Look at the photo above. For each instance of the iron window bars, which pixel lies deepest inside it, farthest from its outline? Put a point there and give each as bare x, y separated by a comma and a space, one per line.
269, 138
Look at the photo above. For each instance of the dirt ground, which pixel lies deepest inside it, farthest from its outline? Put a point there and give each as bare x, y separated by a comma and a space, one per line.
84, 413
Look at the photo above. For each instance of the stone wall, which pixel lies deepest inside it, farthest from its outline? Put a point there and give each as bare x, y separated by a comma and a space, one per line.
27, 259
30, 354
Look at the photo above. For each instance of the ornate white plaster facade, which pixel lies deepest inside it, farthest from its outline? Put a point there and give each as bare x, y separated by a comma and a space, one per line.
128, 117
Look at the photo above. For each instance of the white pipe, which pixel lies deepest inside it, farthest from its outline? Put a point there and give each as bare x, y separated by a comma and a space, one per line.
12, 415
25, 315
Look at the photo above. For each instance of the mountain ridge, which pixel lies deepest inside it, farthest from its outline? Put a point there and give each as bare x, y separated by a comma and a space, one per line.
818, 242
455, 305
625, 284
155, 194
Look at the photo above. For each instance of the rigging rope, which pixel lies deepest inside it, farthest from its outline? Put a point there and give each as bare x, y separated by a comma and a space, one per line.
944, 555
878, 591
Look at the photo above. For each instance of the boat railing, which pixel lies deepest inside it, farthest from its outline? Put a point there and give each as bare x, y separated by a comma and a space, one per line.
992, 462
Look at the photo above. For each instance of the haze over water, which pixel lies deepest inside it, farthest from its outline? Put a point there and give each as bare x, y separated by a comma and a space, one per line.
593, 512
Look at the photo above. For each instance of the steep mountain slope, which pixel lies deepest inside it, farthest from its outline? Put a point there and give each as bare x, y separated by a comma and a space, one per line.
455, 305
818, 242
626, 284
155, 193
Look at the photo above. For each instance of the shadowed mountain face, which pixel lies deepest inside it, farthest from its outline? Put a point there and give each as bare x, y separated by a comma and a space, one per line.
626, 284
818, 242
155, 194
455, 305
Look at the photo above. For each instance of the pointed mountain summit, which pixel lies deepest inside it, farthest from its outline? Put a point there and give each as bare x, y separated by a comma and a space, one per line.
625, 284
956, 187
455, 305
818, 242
:::
→ Written task: Write out the complete set of records exactly as given.

→ The solution:
Look at the photo above. For each instance of the iron window bars, which pixel lies deepest inside it, farthest from its outline? Put a point there and give each as bare x, y separated by a comma and a space, one per line.
269, 138
Look at the photo above. For each instance of the dirt ground, which pixel lies deepest inside it, farthest from its outline? Put a point there and give each as bare x, y separated by a comma and a space, one per line.
84, 413
Look at the photo above. For each instance of the stone wall, which pixel lies deepest inside it, farthest from its outline? Put a point there and give each as bare x, y separated by a comma and a space, one per line.
27, 259
30, 354
Look at the photo above. For each instance of the ornate white plaster facade, which pixel lies deepest inside it, farthest from its outline? Put a point there and give each as bare x, y separated by a comma and a space, one per line.
128, 117
Look at the photo above. For each instance of the white pipe, which pixel lies deepest inside it, farthest from its outline? Put a point there and give each as bare x, y separated by a comma and a space, one per line.
12, 415
25, 315
Look at the photo above. For each instance of the mountain ridge, which pixel lies deepest inside it, farthest from its outline? Put a point there and give each as bare x, y separated by a comma and a space, one per line.
818, 242
455, 305
625, 284
155, 194
Look at the photo above. For each instance of the rigging rope, which pixel lies deepest inside it, farthest from its outline? Put a point there and give each as bare x, y separated by a comma and a space, one per line.
944, 555
878, 591
Look at the photo above. For each instance of the boat railing, which pixel lies deepest inside it, farthest from its outline? Put a point there and give each as bare x, y separated by a comma and a space, one per line.
992, 462
Look at the photo above. For each instance of the haze over water, which pixel lies deepest inside it, farthest from its outline? Put a point there and give each as bare x, y separated by a comma and a space, one per line.
593, 512
Look at the photo above. For each instance of the steep mountain slope, which pixel lies deepest inside it, farthest from its outline? Put a point there and give each as bare x, y separated by a comma and a space, one per line.
455, 305
818, 242
626, 284
155, 193
Look at the photo above. For each instance of the shadowed mountain face, which pixel lies deepest inside it, farthest from its outline? Put a point there and give each as bare x, y separated by a comma and a space, one per line.
626, 284
818, 242
155, 194
455, 305
Look at the photo above. For each instance of the pointed mountain summit, which pixel lies deepest inside it, farthest from its outline? Put a point there and give each as bare x, y separated by a comma and a space, one per line.
625, 284
956, 187
455, 305
818, 242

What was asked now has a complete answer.